* [PROVIDED MATERIAL]:
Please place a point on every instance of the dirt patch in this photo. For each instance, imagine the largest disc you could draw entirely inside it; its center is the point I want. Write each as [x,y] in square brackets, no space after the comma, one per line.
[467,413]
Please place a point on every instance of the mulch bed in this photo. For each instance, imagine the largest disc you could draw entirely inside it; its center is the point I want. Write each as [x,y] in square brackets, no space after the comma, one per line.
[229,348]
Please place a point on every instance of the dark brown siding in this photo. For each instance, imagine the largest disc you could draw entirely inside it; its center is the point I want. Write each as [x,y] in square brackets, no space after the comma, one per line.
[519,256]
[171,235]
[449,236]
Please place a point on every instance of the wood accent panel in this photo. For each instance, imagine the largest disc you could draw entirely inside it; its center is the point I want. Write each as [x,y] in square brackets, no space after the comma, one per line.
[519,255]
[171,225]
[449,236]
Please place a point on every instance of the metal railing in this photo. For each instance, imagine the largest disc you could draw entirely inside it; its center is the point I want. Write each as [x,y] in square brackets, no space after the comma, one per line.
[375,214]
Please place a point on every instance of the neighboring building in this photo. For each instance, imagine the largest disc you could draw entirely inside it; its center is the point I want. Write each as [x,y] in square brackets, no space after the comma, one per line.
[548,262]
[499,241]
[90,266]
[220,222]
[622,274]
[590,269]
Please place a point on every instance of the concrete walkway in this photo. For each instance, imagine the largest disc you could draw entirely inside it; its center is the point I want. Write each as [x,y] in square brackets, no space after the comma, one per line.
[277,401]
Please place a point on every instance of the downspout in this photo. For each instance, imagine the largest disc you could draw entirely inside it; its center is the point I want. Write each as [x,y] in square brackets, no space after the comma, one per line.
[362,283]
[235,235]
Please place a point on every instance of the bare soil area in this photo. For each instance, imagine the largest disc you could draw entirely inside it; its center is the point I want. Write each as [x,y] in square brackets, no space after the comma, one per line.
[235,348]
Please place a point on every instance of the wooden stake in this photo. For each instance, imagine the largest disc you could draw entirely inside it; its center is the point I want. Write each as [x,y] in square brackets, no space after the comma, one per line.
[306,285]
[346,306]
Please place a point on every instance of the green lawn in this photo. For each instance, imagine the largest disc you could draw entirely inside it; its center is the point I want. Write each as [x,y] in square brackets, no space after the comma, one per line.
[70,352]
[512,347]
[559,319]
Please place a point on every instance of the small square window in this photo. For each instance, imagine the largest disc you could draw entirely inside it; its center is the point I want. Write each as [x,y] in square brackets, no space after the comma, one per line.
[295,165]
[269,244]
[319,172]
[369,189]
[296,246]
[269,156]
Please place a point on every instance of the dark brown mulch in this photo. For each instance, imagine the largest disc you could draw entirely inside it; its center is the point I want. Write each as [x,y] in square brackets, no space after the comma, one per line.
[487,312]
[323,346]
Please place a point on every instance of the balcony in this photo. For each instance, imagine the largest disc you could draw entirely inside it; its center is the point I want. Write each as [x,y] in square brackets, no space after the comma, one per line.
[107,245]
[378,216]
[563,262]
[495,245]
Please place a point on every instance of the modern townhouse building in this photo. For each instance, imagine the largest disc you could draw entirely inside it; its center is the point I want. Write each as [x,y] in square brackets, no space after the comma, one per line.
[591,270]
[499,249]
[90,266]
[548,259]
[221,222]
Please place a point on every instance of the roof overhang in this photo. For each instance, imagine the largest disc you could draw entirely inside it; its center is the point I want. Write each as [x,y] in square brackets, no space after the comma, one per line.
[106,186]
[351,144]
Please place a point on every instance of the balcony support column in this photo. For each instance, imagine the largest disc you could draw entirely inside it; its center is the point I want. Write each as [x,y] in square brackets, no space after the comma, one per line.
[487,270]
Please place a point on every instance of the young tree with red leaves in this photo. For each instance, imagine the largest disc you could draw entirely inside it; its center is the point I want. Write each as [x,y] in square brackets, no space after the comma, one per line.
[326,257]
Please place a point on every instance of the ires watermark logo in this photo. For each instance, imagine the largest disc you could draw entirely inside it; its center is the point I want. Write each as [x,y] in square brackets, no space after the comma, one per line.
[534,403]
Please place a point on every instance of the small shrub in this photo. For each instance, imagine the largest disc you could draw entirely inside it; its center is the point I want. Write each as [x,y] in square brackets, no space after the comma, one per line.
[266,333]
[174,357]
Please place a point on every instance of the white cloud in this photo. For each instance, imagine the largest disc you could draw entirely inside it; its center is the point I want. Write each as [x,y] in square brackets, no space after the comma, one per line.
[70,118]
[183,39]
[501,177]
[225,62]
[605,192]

* [TASK PROMPT]: Give back the entries above precisely as they appear.

* [ANSWER TO THIS EXERCISE]:
Please place a point on every instance of the dirt patch in this photo. For each instance, imagine the largest disc you could draw entirely inside it; its center is the point I want. Write each as [x,y] in square brackets, no space after the comma, one per line.
[467,413]
Please place a point on every instance of the mulch bed in this photo. For each instance, imagine the largest disc you could draw entirely inside it; its center is the point I want. Write each as [x,y] in square brackets, no space after the comma, one per line.
[229,348]
Please place a point on every instance of the dark brown siding in this photo. For each instance, imagine the largest disc you could draw entirely inside it; its center is the point I want. Write each as [x,y] in square brackets, no space after the comma, one per line.
[519,256]
[171,235]
[449,236]
Please place a point on every instance of the wood accent panel in this photo. For each instance, imagine the largest disc you could draw entirely inside it; its center is the point I want. Write each as [x,y] in square brackets, no space after the comma, one per line.
[519,255]
[171,225]
[449,236]
Please place a point on every instance of the metal railing in this photo. For each instance, imagine the largest disc you could draw entirely inside it; its center is the point I want. Write each as [x,y] in square brackets, no space after the comma, one per line.
[375,214]
Please place a point on every instance of the neighboring building in this photo. For each instance, imagine the largest disc you could draw entirely inside it; its center is the point I want. Write each as [x,y] in square brackets, no space after the comma, one per line.
[548,262]
[499,241]
[90,266]
[220,222]
[622,274]
[590,269]
Please place a point on every instance of the concrete walkway in this photo. For each instance, imagine the largest disc you could draw entirely inside it; its center is the point I want. Write each as [x,y] in square brackets, no space after the comma, one per line.
[277,401]
Please place a point on every instance of the downspout in this photo. For each instance, imagine the largest disc you could draw entirely inside it; its center is the point I want. Write each as [x,y] in square brackets, no space after the comma, one per line.
[362,283]
[235,235]
Please place a point on every instance of the bare soil area in this photo. For each instance, imagine the largest disc you could draw entirely inside it; its center is the point I want. Write each as [x,y] in square brackets, no space after the comma, one per line.
[235,348]
Please place a point on every instance of the wooden stake in this photo. For each instance, imagine the largest disc you could draw entirely inside it; its center is the point I want. Write each as [x,y] in square brackets, no space after the comma, one per line.
[306,285]
[346,306]
Please place a point on every instance of the green lawn in this photo. For each instance, imagine the largest disc you could draw entirely inside it; its center is the point I want. Write each as [x,y] in square brackets, no space after the comma, one per line.
[70,352]
[512,347]
[559,319]
Please place a point on every instance of the small square window in this photo. For each instance, imagine the largest disc you could draw entirely inside it; its center is the point I want. Write each as [x,y] in square brackets, no space after the comma, one per line.
[295,165]
[269,244]
[319,172]
[369,189]
[296,246]
[269,156]
Please place a point on every instance of the dark brown mulch in this photo. For each instance, imagine the largest disc you could draw entirely inside it; its center is the point I want. Write each as [x,y] in square brackets, no space after the comma, one per line.
[487,312]
[323,346]
Please place a point on every instance of the balcony in this photo. For each instance, imagine the largest disc you could draw entirely inside it; its center is the point I want. Write each as [x,y] in square brackets, no space after the comma, one per line.
[107,245]
[378,216]
[563,262]
[495,245]
Please place a point on every instance of the modern townhouse building in this photo. For each instance, imagine the largest disc you could draw entirely inside it; its center is the point I want. Write each as [x,y] in square brackets, no space after the comma, one per line.
[591,270]
[499,249]
[90,266]
[548,259]
[221,222]
Please place a point on every instance of the roof overhang in this photo. For each instance, imagine the largest disc you could draw entirely inside it; its center is the point I want. Write each as [x,y] in square brackets, no space after the comma, one per line.
[106,186]
[351,144]
Please place a point on every instance of the balcony support column in this photo. For each instance, imagine the largest disc you could draw entirely inside it; its center is the point I want. Write each as [x,y] in square brackets, no space after the comma, one per line.
[487,270]
Please place a point on every instance of the young tree with red leaves in this photo. For each instance, imagine the largest disc you could draw entirely inside it; its center is the point I want. Write each as [x,y] in square brackets, no space after the comma, one per line.
[326,257]
Please place a point on every instance of the ires watermark logo in this photo. For each instance, imagine the largest disc you could draw entirely inside it; its center is the point I want. Write each as [x,y] in square brackets, no space after the comma, one per line.
[534,403]
Please place a point on every instance of the small shrub in this photo. For each instance, imagine the largest disc you could draw entirely inside it; its center is the point I want. Write each as [x,y] in square brackets, no space after the comma, one per line.
[266,333]
[174,357]
Please place a point on every instance of the white cloud in this photo. For each instance, imagine the largest disc you could draw entirely inside it; its center is the point I want. Write each as [x,y] in square brackets, no space after the comma, one per line.
[70,118]
[183,39]
[501,177]
[225,62]
[605,192]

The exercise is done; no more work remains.